**Text**.
_ _ _ _

As already discussed for the Z-disk splicing events, the regulation of alternative splicing events probably corresponds to modulation of interaction networks. For example, it is well known that the alternatively spliced is7 region, encoded by exon 363, binds the calcium-dependent protease calpain 3 (CAPN3) [31]. On the other hand, the role of the titin, and also nebulin, filament length (as a result of splicing events) on the sarcomere length and its passive elastic properties is still under debate [32,33,34].

Mutations in the TTN gene cause several different and heterogeneous skeletal muscle disorders with or without cardiac involvement, characterized by a variability in the age of onset, muscle involvement, and disease-course [11, 12, 35]. In addition, truncating mutations (TTNtv) have been associated with dilated cardiomyopathy (DCM) [13, 14]. A genotype–phenotype correlation has been observed to some extent [11, 15]. Mutations in metatranscript-only exons have recently been associated with a congenital titinopathy, characterized by arthrogryposis multiplex congenita and severe axial hypotonia as a form of congenital amyoplasia without cardiac involvement [36]. The hypothesis is that metatranscript-only mutations (mostly truncating mutations) specifically and selectively affect developmental isoforms, leading to a prenatal or congenital phenotype with a stable postnatal disease-course or weakness amelioration. On the contrary, proximal truncating mutations in canonical exons expressed on both alleles in adult isoforms lead to a premature truncated protein with nonsense mediated decay and would probably cause fetal death. The pathogenesis of TTNtv-related cardiomyopathies is probably more unclear; their penetrance is markedly reduced and they show a positional effect [14]. In particular, only TTNtv occurring in constitutive exons are significantly associated with DCM [14].

_ _ _ _

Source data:
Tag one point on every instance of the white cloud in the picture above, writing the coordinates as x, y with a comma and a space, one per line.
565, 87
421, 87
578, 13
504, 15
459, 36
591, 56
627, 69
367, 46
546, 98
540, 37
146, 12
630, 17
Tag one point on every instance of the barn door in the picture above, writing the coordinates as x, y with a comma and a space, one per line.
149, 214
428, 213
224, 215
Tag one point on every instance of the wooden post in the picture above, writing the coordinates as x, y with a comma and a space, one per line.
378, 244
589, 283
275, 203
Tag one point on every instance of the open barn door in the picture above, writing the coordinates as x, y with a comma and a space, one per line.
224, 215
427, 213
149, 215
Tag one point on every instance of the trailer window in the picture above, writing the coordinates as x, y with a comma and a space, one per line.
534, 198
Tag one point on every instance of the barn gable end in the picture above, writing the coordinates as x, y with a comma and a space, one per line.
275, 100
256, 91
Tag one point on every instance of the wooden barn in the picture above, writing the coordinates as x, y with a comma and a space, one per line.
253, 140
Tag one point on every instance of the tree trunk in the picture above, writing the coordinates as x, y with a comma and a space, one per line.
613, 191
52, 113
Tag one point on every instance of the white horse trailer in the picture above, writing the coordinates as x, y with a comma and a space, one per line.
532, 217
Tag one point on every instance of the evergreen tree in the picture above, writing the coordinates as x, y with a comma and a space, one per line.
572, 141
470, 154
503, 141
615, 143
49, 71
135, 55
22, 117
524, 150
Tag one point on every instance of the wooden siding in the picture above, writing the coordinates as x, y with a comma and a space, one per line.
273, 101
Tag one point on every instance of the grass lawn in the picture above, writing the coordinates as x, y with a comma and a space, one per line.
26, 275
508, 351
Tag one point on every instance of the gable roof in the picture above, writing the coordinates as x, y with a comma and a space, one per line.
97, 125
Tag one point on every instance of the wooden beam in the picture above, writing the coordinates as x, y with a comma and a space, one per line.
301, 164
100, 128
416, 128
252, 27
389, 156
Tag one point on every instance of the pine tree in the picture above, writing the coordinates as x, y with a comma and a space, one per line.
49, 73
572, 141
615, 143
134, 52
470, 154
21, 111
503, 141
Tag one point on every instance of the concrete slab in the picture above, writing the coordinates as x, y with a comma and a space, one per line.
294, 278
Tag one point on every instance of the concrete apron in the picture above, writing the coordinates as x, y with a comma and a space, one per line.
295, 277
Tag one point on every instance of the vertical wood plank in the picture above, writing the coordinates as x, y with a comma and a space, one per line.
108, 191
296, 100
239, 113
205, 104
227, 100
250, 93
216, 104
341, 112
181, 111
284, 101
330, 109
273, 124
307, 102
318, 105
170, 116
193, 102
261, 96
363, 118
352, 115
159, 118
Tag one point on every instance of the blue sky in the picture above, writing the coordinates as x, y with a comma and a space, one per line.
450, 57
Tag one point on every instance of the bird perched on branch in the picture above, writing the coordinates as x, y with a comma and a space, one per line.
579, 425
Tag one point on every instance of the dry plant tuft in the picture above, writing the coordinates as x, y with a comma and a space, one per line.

_ _ _ _

Transcribe the titin passage between "As already discussed" and "under debate [32,33,34].", inclusive.

**Result of the exercise**.
As already discussed for the Z-disk splicing events, the regulation of alternative splicing events probably corresponds to modulation of interaction networks. For example, it is well known that the alternatively spliced is7 region, encoded by exon 363, binds the calcium-dependent protease calpain 3 (CAPN3) [31]. On the other hand, the role of the titin, and also nebulin, filament length (as a result of splicing events) on the sarcomere length and its passive elastic properties is still under debate [32,33,34].